Passage provided >>
BEGIN

Labor Law § 241(6) provides that "[a]ll areas in which construction, excavation or demolition work is being performed shall be so constructed, shored, equipped, guarded, arranged, operated and conducted as to provide reasonable and adequate protection and safety to the persons employed therein or lawfully frequenting such places. The commissioner may make rules to carry into effect the provisions of this subdivision, and the owners and contractors and their agents for such work, except owners of one and two-family dwellings who contract for but do not direct or control the work, shall comply therewith" (Labor Law § 241). The Court of Appeals in Ross v Curtis-Palmer Hydro-Elec. Co, 81 NY2d 494 (1993), held that this statute "is, in a sense, a hybrid, since it reiterates the general common-law standard of care and then contemplates the establishment of specific detailed rules through the Labor Commissioner's rule- making authority." The Court of Appeals has further held that the statute imposes a nondelegable duty on owners and contractors to comply with those "specific detailed rules" ( Toefer v Long Island R.R., 4 NY3d 399). Thus, the statute creates a cause of action against owners and contractors, making them vicariously liable for the negligence of others whom they did not supervise, where, and only where, a "specific, positive command" ( Ross v Curtis-Palmer Hydro- Elec. Co, 81 NY2d 494, supra) or a "concrete specification" ( Rizzuto v L.A. Wenger Contr. Co., 91 NY2d 343) of a regulation promulgated by the commissioner pursuant to the statute has been violated ( Toefer v Long Island R.R., 4 NY3d 399, supra).

The Appellate Division has held that where a subcontractor did not control or supervise the injured plaintiff and did not have the authority to do so, the Labor Law claims were properly dismissed insofar as asserted against that subcontractor ( Mancini v Pedra Construction, 293 AD2d 453; see also Lozado v Felice, 8 AD3d 633; Zervos v City of New York, 8 AD3d 477). In Cook v Thompkins, 305 AD2d 847 (2003), the Appellate Division held that an excavator who did not supervise the work, and who was not even on site when the plaintiff was injured, was not a proper defendant within the meaning of Labor Law §§ 240 or 241. Courts have interpreted the statutory "agent" language under Labor Law § 241(6) to limit a subcontractor's liability to those areas and activities within the scope of work delegated to it, i.e., where it has been given authority to supervise and control the injury-producing activity ( Musillo v Marist College, 306 AD2d 782; Everitt v Nozkowski, 285 AD2d 442; O'Connor v Lincoln Metrocenter Partners, 266 AD2d 60; Rice v City of Cortland, 262 AD2d 770). It is the ability to control or supervise the work giving rise to the duties imposed under the Labor Law which renders a third-party, who is neither an owner nor a general contractor, liable as their statutory "agent" (see e.g. Kehoe v Segal, 272 AD2d 583; Riley v ST Constr., 172 AD2d 947). Subcontractors may be held liable as agents under Labor Law § 241(6) only when they have been specifically, contractually delegated the duty or obligation to correct unsafe conditions, or maintain work site safety ( Rice v City of Cortland, 262 AD2d 770, supra; Riley v ST Constr., 172 AD2d 947, supra).

END

Given task 1 >>
Answer these questions from the passage on Labor Law § 241(6):
(a) In what year did the Court of Appeals decide Ross v Curtis-Palmer Hydro-Elec. Co?
(b) Which owners are exempt from complying with the rules made under the statute?
(c) In Cook v Thompkins, what kind of party was held not to be a proper defendant under Labor Law §§ 240 or 241?

Saved entries
BEGIN

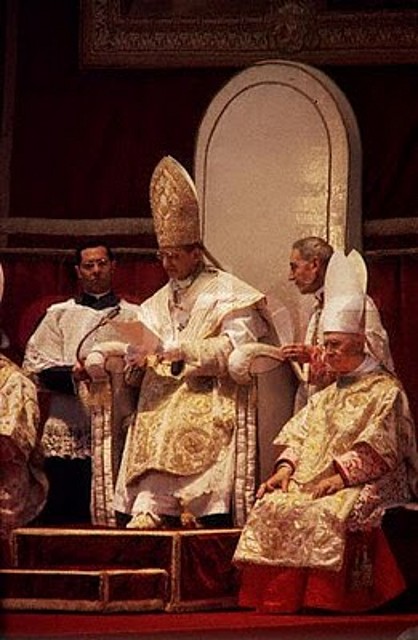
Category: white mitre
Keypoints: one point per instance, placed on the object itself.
(345, 293)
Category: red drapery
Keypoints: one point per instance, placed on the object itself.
(85, 143)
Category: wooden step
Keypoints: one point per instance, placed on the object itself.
(81, 590)
(197, 566)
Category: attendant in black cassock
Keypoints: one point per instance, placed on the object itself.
(51, 360)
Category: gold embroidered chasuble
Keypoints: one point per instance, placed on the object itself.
(23, 483)
(293, 529)
(186, 423)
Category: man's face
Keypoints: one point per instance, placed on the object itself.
(179, 262)
(95, 270)
(306, 274)
(343, 351)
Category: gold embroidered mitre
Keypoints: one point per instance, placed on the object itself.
(174, 204)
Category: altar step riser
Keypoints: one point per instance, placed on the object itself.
(115, 570)
(84, 590)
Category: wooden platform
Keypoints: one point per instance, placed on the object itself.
(54, 569)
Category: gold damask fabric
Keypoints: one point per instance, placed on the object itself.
(185, 423)
(23, 485)
(293, 529)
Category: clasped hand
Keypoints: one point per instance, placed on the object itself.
(279, 480)
(297, 351)
(328, 486)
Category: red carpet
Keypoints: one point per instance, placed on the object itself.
(238, 624)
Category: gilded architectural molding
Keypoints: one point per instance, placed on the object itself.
(123, 33)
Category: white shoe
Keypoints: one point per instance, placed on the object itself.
(145, 521)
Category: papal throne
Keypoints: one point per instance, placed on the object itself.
(278, 157)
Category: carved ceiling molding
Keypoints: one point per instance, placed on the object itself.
(118, 33)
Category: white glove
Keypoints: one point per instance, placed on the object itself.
(95, 366)
(135, 356)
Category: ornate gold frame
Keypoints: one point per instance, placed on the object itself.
(118, 33)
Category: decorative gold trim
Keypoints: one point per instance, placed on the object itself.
(117, 33)
(83, 227)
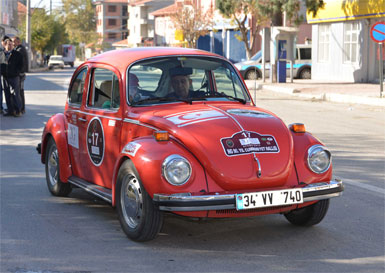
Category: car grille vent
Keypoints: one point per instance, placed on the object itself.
(234, 211)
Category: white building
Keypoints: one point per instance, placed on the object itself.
(342, 46)
(141, 22)
(8, 17)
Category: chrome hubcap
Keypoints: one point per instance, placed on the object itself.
(53, 165)
(131, 201)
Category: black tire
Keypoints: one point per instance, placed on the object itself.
(309, 216)
(252, 74)
(52, 171)
(305, 74)
(139, 218)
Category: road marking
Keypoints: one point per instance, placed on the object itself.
(377, 190)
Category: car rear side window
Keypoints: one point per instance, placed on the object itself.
(104, 91)
(77, 88)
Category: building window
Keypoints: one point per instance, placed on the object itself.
(351, 42)
(124, 10)
(323, 42)
(111, 8)
(112, 22)
(111, 35)
(124, 23)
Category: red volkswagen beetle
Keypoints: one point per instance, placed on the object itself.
(154, 130)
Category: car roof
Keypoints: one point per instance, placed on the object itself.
(122, 58)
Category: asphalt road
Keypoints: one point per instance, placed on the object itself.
(42, 233)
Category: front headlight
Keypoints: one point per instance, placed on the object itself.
(318, 159)
(176, 169)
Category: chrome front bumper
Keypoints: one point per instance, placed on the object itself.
(187, 202)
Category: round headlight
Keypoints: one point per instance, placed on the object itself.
(176, 169)
(318, 159)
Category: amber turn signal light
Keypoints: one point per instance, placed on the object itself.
(298, 127)
(161, 136)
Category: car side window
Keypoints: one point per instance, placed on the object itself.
(104, 92)
(77, 87)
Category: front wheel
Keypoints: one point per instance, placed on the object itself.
(52, 171)
(310, 215)
(139, 218)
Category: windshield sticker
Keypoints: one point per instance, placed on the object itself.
(246, 142)
(131, 148)
(73, 135)
(184, 119)
(95, 141)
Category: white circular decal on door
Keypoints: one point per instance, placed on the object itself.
(95, 141)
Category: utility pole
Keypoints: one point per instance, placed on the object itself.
(28, 32)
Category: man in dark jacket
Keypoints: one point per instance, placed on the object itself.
(12, 79)
(20, 48)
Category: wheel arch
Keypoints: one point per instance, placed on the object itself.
(56, 129)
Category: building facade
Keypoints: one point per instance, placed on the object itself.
(111, 20)
(142, 23)
(342, 47)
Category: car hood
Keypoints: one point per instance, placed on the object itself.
(239, 146)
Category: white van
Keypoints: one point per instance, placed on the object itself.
(252, 69)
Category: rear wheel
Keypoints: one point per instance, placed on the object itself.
(52, 171)
(252, 74)
(310, 215)
(139, 218)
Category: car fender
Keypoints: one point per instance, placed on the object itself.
(302, 142)
(56, 127)
(147, 155)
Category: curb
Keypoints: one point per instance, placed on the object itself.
(332, 97)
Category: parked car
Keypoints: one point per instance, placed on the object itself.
(128, 136)
(55, 61)
(252, 69)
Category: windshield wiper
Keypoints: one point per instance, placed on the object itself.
(166, 99)
(162, 99)
(219, 95)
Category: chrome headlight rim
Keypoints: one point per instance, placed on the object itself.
(171, 159)
(311, 151)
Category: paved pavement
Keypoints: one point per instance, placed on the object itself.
(352, 93)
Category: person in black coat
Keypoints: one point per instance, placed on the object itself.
(11, 74)
(20, 48)
(3, 61)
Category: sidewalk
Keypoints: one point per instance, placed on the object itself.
(354, 93)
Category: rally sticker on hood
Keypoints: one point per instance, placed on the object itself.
(247, 142)
(193, 117)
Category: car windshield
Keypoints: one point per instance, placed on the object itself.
(257, 56)
(186, 79)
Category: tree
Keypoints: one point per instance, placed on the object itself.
(80, 21)
(41, 30)
(192, 22)
(239, 11)
(275, 8)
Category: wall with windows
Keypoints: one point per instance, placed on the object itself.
(344, 51)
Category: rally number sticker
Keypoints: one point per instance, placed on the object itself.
(247, 142)
(95, 141)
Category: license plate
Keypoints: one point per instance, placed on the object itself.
(268, 199)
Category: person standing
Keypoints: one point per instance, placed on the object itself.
(12, 78)
(3, 61)
(20, 48)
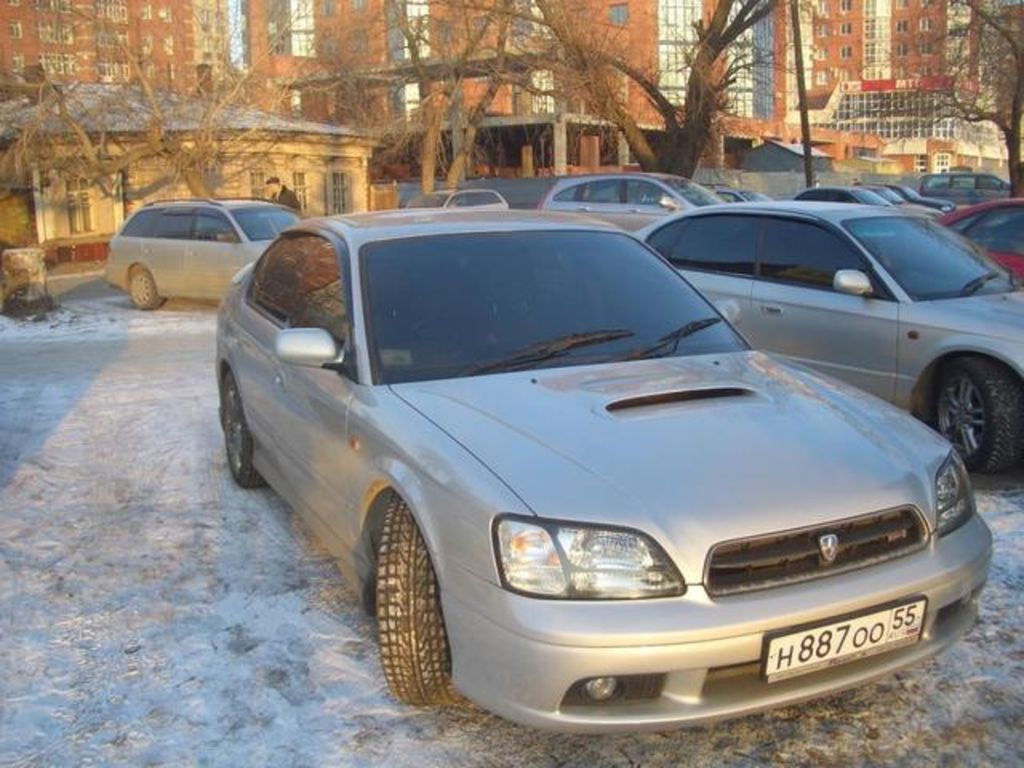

END

Given task 2 >>
Render the stretch of the records from the line containing "Category: rally number sticker" through the end of the records as a Markdown table with the columns Index and Entry. Number each line and skip blank lines. Leave out the pictures.

Right answer 1 >>
(a) 1993.
(b) Owners of one and two-family dwellings who contract for but do not direct or control the work.
(c) An excavator who did not supervise the work and was not on site when the plaintiff was injured.

Right answer 2 >>
| Index | Entry |
|---|---|
| 1 | Category: rally number sticker |
| 2 | Keypoints: one point per instance, placed on the object itself. |
| 3 | (247, 142) |
| 4 | (95, 141) |
| 5 | Category: license plate |
| 6 | Keypoints: one point per instance, placed on the object itself. |
| 7 | (268, 199) |
| 8 | Category: person standing |
| 9 | Keypoints: one point per instance, placed on the object itself. |
| 10 | (12, 78) |
| 11 | (3, 61) |
| 12 | (20, 48) |